■ Given text ■
--- START ---

NIST Digital Identity Guidelines
The NIST Digital Identity Guidelines is the Special Publication 800-63-3 of the National Institute of Standards and Technology of the United States Department of Commerce.
- Access. To make contact with one or more discrete functions of an online, digital service.
- Active Attack. An attack on the authentication protocol where the attacker transmits data to the claimant, Credential Service Provider (CSP), verifier, or Relying Party (RP). Examples of active attacks include man-in-the-middle (MitM), impersonation, and session hijacking.
- Address of Record. The validated and verified location (physical or digital) where an individual can receive communications using approved mechanisms.
- Applicant. A subject undergoing the processes of enrollment and identity proofing.
- Approved Cryptography Federal Information Processing Standard (FIPS)-approved or NIST recommended. An algorithm or technique that is either 1) specified in a FIPS or NIST Recommendation, or 2) adopted in a FIPS or NIST Recommendation.
- Assertion. A statement from a verifier to an RP that contains information about a subscriber. Assertions may also contain verified attributes.
- Assertion Reference. A data object, created in conjunction with an assertion, which identifies the verifier and includes a pointer to the full assertion held by the verifier.
- Asymmetric Keys. Two related keys, comprised of a public key and a private key, which are used to perform complementary operations such as encryption and decryption or signature verification and generation.
- Attack. An unauthorized entity’s attempt to fool a verifier or RP into believing that the unauthorized individual in question is the subscriber.
- Attacker. A party, including an insider, who acts with malicious intent to compromise a system.
- Attribute. A quality or characteristic ascribed to someone or something.
- Attribute Bundle. A packaged set of attributes, usually contained within an assertion. Attribute bundles offer RPs a simple way to retrieve the most relevant attributes they need from IdPs. Attribute bundles are synonymous with OpenID Connect scopes [OpenID Connect Core 1.0].
- Attribute Reference. A statement asserting a property of a subscriber without necessarily containing identity information, independent of format. For example, for the attribute “birthday,” a reference could be “older than 18” or “born in December.”
- Attribute Value. A complete statement asserting a property of a subscriber, independent of format. For example, for the attribute “birthday,” a value could be “12/1/1980” or “December 1, 1980.”
- Authenticate. See Authentication.
- Authenticated Protected Channel. An encrypted communication channel that uses approved cryptography where the connection initiator (client) has authenticated the recipient (server). Authenticated protected channels provide confidentiality and MitM protection and are frequently used in the user authentication process. Transport Layer Security (TLS) [BCP 195] is an example of an authenticated protected channel where the certificate presented by the recipient is verified by the initiator. Unless otherwise specified, authenticated protected channels do not require the server to authenticate the client. Authentication of the server is often accomplished through a certificate chain leading to a trusted root rather than individually with each server.
- Authentication. Verifying the identity of a user, process, or device, often as a prerequisite to allowing access to a system’s resources.
- Authentication Factor. The three types of authentication factors are something you know, something you have, andsomething you are. Every authenticator has one or more authentication factors.
- Authentication Intent. The process of confirming the claimant’s intent to authenticate or re-authenticate by including a process requiring user intervention in the authentication flow. Some authenticators (e.g., OTP devices) establish authentication intent as part of their operation, others require a specific step, such as pressing a button, to establish intent. Authentication intent is a countermeasure against use by malware of the endpoint as a proxy for authenticating an attacker without the subscriber’s knowledge.

--- END ---

■ Record list ■
--- START ---

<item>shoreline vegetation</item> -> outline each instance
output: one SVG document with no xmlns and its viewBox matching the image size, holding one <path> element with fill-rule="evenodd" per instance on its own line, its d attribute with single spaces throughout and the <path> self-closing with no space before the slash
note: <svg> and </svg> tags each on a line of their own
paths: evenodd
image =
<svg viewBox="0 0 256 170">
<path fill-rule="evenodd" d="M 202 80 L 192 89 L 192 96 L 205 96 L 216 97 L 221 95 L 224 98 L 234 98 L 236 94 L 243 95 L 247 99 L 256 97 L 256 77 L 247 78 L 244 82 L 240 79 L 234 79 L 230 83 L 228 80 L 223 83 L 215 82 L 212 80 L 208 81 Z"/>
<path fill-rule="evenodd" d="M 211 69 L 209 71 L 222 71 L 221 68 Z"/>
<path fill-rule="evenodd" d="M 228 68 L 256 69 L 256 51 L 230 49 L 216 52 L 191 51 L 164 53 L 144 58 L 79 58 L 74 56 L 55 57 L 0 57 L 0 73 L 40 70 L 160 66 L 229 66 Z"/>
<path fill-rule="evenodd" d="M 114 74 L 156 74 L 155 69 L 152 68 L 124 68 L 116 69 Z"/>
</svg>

--- END ---

■ Exercise goal ■
Copy out word for word the part of the digital identity glossary from "- Attack. An" up to and including "Connect Core 1.0].".

■ Exercise result ■
- Attack. An unauthorized entity’s attempt to fool a verifier or RP into believing that the unauthorized individual in question is the subscriber.
- Attacker. A party, including an insider, who acts with malicious intent to compromise a system.
- Attribute. A quality or characteristic ascribed to someone or something.
- Attribute Bundle. A packaged set of attributes, usually contained within an assertion. Attribute bundles offer RPs a simple way to retrieve the most relevant attributes they need from IdPs. Attribute bundles are synonymous with OpenID Connect scopes [OpenID Connect Core 1.0].